GOAL OF THE EXERCISE:
Carry on the passage about the D2C causal inference algorithm, starting after its final sentence.

SOURCE PASSAGE:
----------------------------------------
The D2C (Dependence to Causality) algorithm aims to infer the existence of causal dependencies from static (i.e. non temporal) observational and multivariate data.
The D2C algorithm predicts the existence of a direct causal link between two variables in a multivariate setting by (i) creating a set of of features of the relationship based on asymmetric descriptors of the multivariate dependency and (ii) using a classifier (in this case a Random Forest) to learn a mapping between the features and the presence of a causal link. The approach relies on the asymmetry of some conditional (in)dependence relations between the members of the Markov blankets of two variables causally connected.
This vignette shows how to create a training set for D2C, how to create a D2C object and how to assess it with a number of simulated datasets. A comparison with two inference algorithms implemented in the bnearn
package is provided too.
Let us start by creating a set of Directed Acyclic Graphs (DAGs) and the associated simulated datasets.
The object simulatedDAG
can be initialized by setting the number NDAG
of DAGs, the range noNodes
of the number of nodes, the range N
of observed samples, the type functionType
of dependency and the range sdn
of standard deviation of the additive noise.
----------------------------------------
(Stored items)
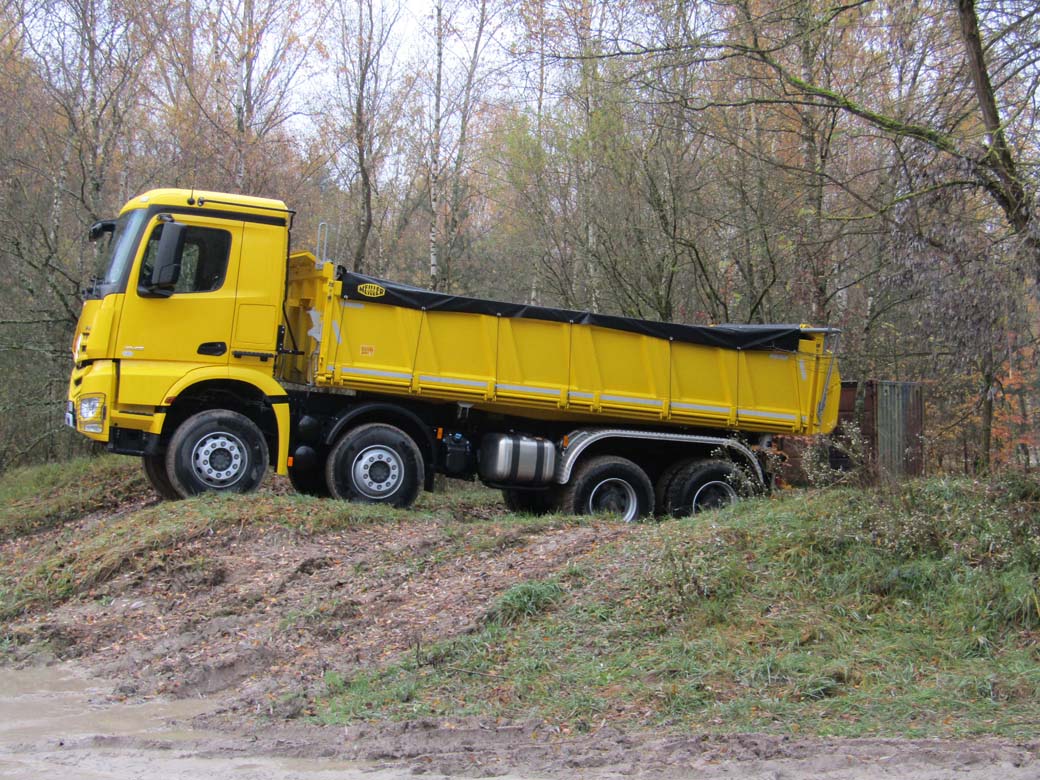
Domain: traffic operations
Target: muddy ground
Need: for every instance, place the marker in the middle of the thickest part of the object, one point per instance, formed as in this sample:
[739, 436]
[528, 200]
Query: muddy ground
[250, 619]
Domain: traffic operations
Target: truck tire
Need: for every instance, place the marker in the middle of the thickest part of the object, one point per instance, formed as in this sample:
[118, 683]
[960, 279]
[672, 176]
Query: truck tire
[529, 501]
[702, 486]
[216, 450]
[608, 485]
[375, 464]
[310, 482]
[155, 470]
[660, 488]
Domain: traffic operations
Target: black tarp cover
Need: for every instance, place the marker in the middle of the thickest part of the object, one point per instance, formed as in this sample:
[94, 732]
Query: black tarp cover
[725, 336]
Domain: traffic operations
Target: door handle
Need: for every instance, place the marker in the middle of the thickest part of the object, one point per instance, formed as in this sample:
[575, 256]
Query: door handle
[216, 348]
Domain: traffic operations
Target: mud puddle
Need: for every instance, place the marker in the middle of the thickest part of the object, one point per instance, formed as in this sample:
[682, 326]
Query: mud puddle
[57, 722]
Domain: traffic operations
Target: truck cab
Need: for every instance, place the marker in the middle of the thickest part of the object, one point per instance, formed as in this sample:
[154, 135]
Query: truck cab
[187, 308]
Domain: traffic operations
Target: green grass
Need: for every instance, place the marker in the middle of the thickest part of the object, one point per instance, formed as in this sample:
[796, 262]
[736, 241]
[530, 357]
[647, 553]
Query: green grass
[41, 497]
[913, 612]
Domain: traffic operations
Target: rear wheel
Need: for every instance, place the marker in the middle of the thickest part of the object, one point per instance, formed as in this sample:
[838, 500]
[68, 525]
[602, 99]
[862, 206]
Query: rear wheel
[216, 450]
[605, 485]
[155, 470]
[529, 501]
[375, 464]
[703, 486]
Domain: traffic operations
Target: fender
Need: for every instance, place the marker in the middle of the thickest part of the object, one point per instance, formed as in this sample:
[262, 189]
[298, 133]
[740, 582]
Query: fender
[266, 384]
[582, 439]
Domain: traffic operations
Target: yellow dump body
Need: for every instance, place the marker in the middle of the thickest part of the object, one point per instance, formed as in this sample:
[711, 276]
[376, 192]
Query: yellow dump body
[363, 335]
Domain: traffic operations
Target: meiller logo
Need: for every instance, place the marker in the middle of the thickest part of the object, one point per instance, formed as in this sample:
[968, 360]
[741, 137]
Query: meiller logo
[371, 290]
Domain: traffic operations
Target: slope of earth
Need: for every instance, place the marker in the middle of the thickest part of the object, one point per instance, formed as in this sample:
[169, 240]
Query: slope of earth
[460, 638]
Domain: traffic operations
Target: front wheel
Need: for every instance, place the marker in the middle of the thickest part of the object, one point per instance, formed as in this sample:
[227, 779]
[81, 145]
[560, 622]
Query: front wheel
[216, 450]
[375, 464]
[605, 485]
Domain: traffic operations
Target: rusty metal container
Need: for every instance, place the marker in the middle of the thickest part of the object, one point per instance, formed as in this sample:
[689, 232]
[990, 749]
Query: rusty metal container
[890, 415]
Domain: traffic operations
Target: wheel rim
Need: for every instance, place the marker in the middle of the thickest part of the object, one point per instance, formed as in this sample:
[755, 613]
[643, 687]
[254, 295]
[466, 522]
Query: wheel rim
[614, 496]
[713, 495]
[219, 460]
[378, 471]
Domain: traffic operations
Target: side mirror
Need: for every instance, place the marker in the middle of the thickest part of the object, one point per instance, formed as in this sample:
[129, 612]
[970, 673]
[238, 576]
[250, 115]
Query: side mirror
[167, 260]
[99, 229]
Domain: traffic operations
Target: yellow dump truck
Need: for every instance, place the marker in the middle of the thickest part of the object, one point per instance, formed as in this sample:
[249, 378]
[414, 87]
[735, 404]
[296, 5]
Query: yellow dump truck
[212, 353]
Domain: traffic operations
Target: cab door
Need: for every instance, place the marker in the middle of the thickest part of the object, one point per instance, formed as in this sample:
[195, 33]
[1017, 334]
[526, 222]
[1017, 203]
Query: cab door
[165, 333]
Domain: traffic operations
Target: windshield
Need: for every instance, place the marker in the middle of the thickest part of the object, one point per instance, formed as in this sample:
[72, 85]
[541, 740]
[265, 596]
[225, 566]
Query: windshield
[120, 253]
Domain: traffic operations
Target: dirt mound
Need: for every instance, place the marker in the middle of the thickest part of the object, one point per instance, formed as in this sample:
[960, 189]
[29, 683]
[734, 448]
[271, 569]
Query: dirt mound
[262, 611]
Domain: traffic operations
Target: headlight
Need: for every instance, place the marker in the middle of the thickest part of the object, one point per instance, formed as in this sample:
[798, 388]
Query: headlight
[92, 408]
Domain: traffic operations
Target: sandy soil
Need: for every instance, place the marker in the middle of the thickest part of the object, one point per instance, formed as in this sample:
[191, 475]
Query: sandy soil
[227, 639]
[58, 722]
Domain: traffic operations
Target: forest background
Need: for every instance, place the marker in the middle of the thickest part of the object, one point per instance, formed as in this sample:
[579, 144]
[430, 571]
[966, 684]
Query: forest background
[868, 165]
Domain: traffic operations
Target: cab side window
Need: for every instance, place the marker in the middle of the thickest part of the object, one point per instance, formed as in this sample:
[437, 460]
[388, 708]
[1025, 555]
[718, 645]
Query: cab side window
[204, 261]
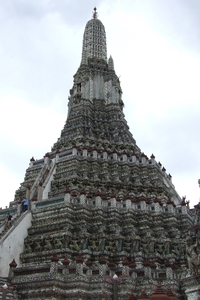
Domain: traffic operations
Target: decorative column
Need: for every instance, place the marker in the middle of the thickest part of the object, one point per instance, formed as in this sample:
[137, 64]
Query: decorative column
[115, 287]
[28, 191]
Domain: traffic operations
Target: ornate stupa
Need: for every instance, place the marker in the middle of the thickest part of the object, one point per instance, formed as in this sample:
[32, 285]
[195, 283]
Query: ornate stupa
[104, 219]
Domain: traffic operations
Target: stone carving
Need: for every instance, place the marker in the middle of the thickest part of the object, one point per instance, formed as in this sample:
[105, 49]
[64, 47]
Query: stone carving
[193, 254]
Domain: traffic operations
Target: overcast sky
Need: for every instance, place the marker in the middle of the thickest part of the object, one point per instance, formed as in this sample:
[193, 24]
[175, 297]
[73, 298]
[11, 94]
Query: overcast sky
[155, 45]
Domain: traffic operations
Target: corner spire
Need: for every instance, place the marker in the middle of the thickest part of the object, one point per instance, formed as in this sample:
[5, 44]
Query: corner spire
[95, 14]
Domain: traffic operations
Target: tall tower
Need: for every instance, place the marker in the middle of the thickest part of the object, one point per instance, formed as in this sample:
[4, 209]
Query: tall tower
[102, 211]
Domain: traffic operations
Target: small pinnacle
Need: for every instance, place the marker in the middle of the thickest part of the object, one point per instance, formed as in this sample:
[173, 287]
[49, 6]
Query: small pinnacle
[95, 15]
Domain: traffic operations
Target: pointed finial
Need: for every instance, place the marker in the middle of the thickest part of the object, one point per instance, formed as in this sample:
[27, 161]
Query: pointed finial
[95, 15]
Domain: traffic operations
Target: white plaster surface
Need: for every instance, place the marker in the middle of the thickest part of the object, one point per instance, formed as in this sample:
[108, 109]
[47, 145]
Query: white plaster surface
[13, 245]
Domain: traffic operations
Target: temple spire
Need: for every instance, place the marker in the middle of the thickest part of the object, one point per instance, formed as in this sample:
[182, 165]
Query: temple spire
[95, 14]
[94, 40]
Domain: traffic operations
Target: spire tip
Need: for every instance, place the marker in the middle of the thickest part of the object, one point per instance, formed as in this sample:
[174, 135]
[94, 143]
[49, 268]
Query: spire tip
[95, 14]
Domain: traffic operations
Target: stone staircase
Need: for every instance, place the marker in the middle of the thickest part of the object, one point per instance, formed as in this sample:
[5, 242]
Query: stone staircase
[9, 293]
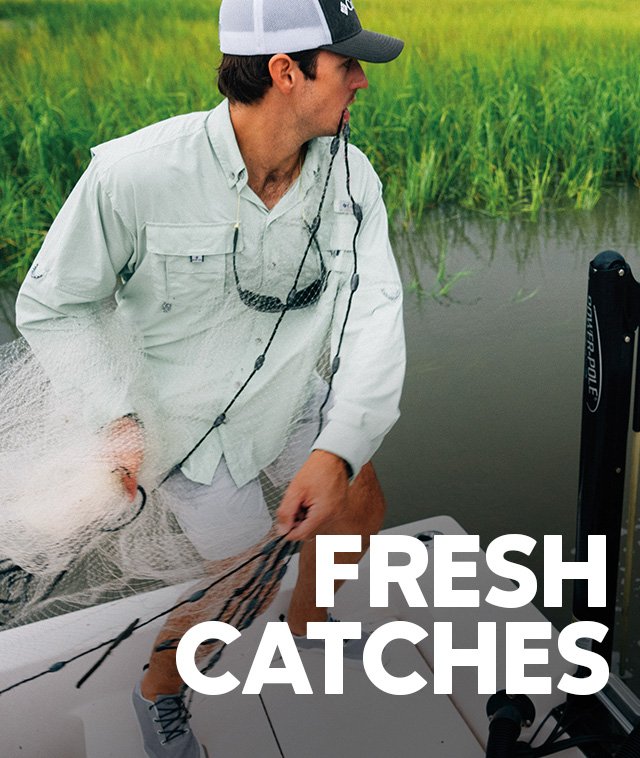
----------------------------------------
ANSWER TO THE EXERCISE:
rm(list=ls())
library(D2C)
## Loading required package: randomForest
## randomForest 4.6-7
## Type rfNews() to see new features/changes/bug fixes.
require(RBGL)
## Loading required package: RBGL
## Loading required package: graph
require(gRbase)
## Loading required package: gRbase
noNodes<-c(10,20)
## range of number of nodes
N<-c(50,200)
## range of number of samples
sd.noise<-c(0.2,1)
## range of values for standard deviation of additive noise
NDAG=100
## number of DAGs to be created and simulated
trainDAG<-new("simulatedDAG",NDAG=NDAG, N=N, noNodes=noNodes,
functionType = c("linear","quadratic","sigmoid"),
seed=0,sdn=sd.noise,quantize=c(TRUE,FALSE),verbose=FALSE)
We can now check the number of DAGs
print(trainDAG@NDAG)
## [1] 100
If it happens that the number is smaller than NDAG
, this is due to the fact that DAGs with no edges are removed.
Let us visualize also the first simulated DAG and the dimension of the related datasets:
print(trainDAG@list.DAGs[[1]])
## A graphNEL graph with directed edges
## Number of Nodes = 16
## Number of Edges = 27
print(dim(trainDAG@list.observationsDAGs[[1]]))
## [1] 90 16
Once we have a training set of DAGs, we can create a D2C object by storing for (a subset of) the edges of each DAG a vector of descriptors and the related binary label (0 or 1) about the existance of a causal link.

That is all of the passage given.